The exercise: Update the data starting at the line that contains "BBOX parallel track" and ending at the line that contains "(385, 86), (468, 311)", swapping "tree" for "tall tree" and changing nothing else. Return only those lines.

Input data:
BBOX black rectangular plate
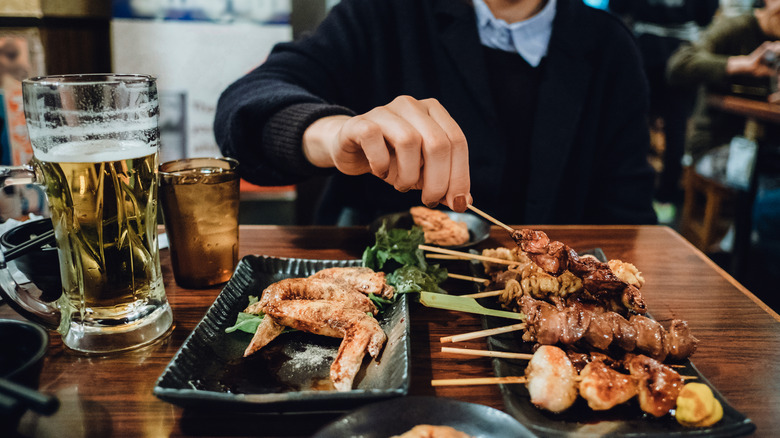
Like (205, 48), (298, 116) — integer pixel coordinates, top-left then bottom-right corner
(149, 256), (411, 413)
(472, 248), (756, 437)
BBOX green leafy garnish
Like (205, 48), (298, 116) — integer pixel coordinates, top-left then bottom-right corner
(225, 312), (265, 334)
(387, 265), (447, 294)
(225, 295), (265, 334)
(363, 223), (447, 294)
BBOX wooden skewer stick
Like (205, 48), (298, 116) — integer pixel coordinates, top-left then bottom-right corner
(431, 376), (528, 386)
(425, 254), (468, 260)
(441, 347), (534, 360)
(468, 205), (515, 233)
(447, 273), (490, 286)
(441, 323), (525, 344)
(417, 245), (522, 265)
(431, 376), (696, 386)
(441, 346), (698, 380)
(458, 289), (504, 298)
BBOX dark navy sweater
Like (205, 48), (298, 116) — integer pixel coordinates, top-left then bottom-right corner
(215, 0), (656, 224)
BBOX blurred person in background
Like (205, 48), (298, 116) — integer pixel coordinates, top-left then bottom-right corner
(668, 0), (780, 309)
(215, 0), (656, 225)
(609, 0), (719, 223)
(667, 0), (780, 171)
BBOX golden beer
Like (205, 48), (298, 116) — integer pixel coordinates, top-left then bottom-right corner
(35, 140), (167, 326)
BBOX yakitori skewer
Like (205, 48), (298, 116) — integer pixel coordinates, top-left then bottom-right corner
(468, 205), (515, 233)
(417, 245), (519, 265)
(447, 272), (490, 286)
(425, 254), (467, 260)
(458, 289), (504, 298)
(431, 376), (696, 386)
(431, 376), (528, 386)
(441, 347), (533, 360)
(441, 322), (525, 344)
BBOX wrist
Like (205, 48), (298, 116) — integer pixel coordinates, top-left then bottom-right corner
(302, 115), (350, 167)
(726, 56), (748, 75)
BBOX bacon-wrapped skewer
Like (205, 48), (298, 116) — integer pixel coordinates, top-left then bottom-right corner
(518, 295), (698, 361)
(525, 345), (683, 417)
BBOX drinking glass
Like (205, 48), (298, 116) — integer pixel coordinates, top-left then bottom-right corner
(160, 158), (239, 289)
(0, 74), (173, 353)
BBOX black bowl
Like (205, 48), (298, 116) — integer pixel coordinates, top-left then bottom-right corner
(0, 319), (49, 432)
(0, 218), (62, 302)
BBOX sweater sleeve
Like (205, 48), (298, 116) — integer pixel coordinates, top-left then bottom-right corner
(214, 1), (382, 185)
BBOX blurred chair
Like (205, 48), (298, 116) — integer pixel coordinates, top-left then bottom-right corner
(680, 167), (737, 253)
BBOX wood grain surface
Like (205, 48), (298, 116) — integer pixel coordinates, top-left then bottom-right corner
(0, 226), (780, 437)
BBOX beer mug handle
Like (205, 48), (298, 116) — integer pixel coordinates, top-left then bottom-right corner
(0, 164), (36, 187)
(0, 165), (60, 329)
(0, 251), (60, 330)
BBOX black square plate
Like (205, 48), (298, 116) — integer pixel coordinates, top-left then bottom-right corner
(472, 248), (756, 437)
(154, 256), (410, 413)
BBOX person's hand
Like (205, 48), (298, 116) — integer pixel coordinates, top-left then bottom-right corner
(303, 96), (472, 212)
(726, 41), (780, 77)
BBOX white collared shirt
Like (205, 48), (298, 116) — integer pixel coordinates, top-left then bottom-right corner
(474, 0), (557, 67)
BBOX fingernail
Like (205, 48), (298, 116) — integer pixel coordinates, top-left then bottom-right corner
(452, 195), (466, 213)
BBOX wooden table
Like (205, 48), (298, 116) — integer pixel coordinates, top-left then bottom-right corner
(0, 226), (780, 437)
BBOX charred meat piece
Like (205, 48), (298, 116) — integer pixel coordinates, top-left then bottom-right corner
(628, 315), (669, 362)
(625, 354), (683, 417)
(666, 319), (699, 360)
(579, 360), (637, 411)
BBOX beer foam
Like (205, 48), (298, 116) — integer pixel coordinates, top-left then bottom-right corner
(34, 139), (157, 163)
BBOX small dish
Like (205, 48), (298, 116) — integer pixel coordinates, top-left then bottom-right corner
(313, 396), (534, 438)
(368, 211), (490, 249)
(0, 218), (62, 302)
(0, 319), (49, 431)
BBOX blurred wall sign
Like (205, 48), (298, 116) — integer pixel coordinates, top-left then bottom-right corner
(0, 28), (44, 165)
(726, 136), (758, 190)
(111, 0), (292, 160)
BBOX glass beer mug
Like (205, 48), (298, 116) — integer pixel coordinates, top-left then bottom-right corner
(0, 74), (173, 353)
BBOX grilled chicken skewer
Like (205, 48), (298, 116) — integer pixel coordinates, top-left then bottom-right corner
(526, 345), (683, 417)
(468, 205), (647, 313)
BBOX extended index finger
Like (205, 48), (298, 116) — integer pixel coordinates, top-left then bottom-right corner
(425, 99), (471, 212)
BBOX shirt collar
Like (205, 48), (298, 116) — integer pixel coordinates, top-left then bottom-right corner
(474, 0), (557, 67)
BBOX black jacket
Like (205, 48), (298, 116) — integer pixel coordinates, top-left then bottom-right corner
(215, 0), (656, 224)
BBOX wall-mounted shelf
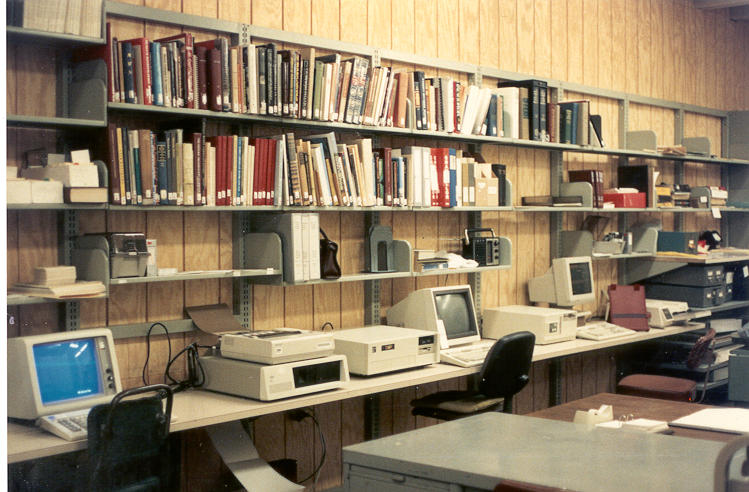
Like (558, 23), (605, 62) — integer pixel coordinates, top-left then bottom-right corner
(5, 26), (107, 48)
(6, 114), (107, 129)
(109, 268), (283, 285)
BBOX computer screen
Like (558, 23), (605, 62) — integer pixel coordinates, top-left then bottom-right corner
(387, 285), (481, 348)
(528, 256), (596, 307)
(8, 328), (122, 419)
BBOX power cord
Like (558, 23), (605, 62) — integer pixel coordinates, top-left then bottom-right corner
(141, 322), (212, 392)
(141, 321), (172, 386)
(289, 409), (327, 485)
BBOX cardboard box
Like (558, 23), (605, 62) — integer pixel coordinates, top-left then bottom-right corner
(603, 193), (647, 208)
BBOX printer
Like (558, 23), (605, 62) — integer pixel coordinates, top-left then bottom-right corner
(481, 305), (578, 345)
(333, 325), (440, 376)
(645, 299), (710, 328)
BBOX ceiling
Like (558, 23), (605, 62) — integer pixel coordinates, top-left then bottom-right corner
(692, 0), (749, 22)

* * *

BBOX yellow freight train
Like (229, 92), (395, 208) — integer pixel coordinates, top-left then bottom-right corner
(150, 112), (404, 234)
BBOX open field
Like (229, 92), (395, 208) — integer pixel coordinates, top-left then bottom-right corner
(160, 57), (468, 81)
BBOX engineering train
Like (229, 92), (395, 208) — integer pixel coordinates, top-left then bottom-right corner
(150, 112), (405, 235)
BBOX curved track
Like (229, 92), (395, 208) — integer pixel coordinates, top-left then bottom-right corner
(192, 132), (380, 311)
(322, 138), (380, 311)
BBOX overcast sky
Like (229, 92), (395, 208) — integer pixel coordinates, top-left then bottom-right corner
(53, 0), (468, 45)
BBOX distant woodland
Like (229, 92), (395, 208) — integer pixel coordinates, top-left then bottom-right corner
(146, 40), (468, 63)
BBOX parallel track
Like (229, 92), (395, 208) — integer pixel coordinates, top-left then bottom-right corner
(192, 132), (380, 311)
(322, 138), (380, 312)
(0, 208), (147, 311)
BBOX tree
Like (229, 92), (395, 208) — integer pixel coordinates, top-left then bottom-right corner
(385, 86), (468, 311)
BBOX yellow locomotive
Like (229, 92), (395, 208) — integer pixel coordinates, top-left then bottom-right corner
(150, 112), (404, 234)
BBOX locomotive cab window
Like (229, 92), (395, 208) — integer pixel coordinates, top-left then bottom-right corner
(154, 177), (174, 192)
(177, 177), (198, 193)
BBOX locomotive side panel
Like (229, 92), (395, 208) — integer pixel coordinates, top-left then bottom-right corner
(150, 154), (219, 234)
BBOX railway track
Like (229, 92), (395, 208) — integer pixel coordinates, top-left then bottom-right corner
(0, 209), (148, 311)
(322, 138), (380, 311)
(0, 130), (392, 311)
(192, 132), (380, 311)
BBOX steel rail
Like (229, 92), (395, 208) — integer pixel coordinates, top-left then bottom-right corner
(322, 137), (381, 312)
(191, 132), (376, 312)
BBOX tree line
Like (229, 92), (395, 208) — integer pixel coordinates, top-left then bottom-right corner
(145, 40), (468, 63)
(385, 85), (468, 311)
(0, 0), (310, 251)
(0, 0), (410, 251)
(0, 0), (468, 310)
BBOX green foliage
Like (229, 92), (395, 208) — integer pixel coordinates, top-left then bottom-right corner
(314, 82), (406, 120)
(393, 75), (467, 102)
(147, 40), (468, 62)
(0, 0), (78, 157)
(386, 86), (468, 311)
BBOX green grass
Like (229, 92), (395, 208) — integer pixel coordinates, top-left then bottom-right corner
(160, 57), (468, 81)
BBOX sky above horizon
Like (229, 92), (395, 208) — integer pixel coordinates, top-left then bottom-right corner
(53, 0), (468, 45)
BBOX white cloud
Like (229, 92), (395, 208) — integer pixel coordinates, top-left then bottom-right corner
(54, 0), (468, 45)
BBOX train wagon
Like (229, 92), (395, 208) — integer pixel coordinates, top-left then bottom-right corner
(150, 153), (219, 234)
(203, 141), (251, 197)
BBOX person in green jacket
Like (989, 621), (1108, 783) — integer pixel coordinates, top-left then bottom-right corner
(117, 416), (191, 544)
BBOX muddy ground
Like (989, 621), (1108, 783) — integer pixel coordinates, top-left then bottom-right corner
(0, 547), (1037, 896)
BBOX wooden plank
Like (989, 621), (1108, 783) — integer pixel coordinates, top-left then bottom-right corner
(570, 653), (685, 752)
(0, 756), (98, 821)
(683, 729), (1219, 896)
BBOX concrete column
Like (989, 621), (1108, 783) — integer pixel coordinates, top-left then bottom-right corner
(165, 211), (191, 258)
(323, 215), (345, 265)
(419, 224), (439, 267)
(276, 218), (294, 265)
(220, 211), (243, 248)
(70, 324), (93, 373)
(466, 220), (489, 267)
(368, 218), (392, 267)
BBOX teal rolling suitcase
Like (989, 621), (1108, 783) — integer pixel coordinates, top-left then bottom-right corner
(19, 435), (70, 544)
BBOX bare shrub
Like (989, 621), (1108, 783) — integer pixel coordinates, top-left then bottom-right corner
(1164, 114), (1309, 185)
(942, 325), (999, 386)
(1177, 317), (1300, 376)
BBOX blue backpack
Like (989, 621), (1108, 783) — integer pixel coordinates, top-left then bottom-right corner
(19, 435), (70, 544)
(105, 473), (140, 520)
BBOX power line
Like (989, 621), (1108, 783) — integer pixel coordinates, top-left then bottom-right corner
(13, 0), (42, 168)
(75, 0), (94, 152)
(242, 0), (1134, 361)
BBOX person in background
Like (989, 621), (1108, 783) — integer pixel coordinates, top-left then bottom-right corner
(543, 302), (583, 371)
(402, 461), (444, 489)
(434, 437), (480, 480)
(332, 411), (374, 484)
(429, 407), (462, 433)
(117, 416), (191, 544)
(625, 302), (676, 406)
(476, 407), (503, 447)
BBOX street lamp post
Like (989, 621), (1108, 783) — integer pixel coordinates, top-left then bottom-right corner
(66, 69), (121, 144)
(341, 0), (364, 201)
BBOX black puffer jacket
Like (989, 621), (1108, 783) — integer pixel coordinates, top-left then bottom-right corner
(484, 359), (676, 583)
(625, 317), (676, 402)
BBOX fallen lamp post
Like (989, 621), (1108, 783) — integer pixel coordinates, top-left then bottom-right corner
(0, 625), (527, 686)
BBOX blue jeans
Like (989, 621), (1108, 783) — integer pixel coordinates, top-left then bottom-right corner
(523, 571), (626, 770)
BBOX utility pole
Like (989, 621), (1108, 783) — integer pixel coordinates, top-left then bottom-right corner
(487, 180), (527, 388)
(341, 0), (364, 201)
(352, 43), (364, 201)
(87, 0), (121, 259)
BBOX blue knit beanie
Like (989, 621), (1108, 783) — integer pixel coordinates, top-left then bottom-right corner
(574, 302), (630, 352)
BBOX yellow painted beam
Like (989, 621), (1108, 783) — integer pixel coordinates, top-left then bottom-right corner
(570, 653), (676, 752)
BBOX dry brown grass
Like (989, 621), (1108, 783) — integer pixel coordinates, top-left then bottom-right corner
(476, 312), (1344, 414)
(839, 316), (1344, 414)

--

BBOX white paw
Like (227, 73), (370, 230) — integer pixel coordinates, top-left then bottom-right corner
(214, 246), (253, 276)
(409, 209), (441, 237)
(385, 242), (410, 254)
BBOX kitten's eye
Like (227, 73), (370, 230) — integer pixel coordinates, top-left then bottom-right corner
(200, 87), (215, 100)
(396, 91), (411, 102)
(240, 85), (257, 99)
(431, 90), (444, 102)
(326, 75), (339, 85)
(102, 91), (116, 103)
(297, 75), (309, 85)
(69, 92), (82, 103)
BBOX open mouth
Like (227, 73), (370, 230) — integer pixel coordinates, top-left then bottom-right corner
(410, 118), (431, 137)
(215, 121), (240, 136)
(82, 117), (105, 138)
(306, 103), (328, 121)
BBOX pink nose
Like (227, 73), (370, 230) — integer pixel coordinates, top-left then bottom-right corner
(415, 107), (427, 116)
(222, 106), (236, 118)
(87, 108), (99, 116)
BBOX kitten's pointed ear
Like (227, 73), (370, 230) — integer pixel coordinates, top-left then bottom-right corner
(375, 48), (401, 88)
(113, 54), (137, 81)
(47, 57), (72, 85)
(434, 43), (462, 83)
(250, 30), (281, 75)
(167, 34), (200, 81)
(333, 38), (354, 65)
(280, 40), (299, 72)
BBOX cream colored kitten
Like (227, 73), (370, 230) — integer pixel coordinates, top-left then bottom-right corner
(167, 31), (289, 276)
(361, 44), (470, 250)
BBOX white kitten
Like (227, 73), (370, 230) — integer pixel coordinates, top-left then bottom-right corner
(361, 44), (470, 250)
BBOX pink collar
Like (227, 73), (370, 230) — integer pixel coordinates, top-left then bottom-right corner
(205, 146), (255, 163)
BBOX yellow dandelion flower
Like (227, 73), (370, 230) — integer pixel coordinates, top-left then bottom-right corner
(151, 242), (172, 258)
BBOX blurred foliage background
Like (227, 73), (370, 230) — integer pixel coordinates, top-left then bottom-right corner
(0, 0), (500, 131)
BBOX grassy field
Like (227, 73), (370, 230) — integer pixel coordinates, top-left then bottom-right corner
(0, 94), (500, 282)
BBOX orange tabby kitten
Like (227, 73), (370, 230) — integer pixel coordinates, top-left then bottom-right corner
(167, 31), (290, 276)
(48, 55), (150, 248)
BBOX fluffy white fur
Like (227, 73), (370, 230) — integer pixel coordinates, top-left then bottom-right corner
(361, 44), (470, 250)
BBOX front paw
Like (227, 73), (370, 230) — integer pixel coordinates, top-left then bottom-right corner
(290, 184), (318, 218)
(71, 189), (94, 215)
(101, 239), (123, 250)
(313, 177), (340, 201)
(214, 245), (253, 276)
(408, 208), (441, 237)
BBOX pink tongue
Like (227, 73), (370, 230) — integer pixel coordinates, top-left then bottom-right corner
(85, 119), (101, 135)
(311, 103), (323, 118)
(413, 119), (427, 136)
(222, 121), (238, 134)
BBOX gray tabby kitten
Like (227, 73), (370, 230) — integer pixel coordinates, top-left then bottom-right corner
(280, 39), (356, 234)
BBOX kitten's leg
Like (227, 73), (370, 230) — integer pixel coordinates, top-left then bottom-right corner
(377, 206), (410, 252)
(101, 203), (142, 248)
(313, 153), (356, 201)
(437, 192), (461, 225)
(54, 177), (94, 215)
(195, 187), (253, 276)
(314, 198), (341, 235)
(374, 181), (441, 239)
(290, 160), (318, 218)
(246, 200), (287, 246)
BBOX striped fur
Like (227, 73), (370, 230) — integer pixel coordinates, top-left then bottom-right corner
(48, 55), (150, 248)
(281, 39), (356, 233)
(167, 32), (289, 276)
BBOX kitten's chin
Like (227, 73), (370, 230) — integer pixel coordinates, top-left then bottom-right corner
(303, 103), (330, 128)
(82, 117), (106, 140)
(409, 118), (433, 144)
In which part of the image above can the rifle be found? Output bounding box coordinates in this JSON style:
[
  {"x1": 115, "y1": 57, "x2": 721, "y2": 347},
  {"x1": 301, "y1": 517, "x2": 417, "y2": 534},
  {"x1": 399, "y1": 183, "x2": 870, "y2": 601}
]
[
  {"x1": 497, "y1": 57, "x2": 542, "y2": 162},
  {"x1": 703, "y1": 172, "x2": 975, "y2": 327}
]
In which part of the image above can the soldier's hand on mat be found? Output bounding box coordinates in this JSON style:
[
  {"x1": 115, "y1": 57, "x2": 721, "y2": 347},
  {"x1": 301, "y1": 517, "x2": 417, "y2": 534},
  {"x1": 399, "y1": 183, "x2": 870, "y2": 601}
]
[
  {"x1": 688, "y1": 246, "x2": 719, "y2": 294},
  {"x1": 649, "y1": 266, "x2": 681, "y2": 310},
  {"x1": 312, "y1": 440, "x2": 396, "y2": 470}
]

Result:
BBOX parallel track
Like (229, 92), (395, 208) — integer pixel coordinates, top-left then bottom-right corner
(192, 132), (380, 311)
(322, 138), (380, 312)
(0, 208), (147, 311)
BBOX tall tree
Like (229, 92), (395, 208) — integer pixel coordinates, top-left then bottom-right corner
(385, 86), (468, 311)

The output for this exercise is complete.